REQUIREMENT -> Your task is to repeat the entries exactly from their first line through the line with "negative clicks: (49, 252)", and to stop there.

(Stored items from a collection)
+-------+
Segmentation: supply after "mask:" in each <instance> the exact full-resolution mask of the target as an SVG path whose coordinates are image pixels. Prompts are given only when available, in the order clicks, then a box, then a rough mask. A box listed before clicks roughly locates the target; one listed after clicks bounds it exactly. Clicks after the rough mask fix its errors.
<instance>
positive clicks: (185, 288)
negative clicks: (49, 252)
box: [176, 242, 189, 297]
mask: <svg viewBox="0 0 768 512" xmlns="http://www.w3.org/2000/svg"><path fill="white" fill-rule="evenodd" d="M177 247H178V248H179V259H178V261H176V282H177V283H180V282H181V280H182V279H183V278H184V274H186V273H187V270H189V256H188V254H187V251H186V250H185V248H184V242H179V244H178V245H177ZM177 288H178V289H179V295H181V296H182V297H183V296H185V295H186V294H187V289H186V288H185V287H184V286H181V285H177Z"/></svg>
+-------+
OUTPUT ->
Segmentation: supply after "mask:" in each <instance> the exact full-resolution mask of the target as an SVG path whose coordinates are image pixels. Prompts are given only when available, in the order clicks, then a box, then a rough mask. A box listed before clicks roughly locates the target; one listed after clicks bounds it exactly. Clicks after the rough mask fix its errors.
<instance>
positive clicks: (185, 288)
negative clicks: (49, 252)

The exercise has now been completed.